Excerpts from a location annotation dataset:
::::
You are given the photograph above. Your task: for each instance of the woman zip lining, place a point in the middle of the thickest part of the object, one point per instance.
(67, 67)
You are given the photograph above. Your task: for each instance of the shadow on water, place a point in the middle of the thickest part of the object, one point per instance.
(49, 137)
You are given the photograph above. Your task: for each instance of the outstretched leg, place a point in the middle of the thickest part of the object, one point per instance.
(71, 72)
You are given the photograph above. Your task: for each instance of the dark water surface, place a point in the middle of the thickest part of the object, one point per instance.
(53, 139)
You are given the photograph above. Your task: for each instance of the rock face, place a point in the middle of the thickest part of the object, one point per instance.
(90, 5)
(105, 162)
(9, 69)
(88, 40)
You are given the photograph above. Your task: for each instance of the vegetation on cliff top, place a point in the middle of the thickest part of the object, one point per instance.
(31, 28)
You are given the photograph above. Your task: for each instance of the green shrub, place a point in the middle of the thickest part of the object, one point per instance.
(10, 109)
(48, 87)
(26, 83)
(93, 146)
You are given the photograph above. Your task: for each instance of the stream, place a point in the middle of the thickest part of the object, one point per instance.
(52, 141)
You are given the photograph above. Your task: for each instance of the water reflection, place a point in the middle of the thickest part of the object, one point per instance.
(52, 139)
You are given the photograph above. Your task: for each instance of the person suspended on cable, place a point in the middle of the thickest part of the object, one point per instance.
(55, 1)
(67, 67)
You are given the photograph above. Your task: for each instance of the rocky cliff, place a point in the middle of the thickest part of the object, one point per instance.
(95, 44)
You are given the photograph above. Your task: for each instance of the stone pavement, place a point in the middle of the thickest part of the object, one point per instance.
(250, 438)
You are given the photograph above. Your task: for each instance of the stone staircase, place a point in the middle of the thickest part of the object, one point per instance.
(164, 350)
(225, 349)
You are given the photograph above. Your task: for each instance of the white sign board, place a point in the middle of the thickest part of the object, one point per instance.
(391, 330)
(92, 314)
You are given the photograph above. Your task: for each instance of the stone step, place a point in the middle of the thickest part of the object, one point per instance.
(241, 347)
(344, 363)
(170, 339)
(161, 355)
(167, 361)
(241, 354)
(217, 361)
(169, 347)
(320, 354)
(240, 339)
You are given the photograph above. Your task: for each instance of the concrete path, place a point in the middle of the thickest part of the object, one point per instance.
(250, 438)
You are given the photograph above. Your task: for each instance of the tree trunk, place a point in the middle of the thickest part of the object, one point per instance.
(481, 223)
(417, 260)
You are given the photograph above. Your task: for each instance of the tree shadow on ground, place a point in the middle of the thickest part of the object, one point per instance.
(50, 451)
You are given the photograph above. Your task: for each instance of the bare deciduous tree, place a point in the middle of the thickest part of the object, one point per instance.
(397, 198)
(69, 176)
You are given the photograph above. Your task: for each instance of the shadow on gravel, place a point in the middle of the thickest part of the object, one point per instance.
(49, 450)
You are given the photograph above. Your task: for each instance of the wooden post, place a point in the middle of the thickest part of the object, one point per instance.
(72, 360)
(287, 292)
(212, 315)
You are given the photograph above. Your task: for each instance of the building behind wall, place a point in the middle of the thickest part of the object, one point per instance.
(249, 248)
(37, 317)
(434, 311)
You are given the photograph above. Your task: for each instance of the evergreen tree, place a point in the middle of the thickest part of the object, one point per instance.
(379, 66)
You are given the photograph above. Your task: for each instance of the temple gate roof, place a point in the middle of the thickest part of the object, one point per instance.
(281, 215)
::::
Extract everything from the line containing "of the temple" down to the end of the records, and reproduce it verbatim.

You are given the photograph above. Your task: for each instance of the temple gate roof, place a point in the middle of the thickest part of the object, one point per instance.
(281, 215)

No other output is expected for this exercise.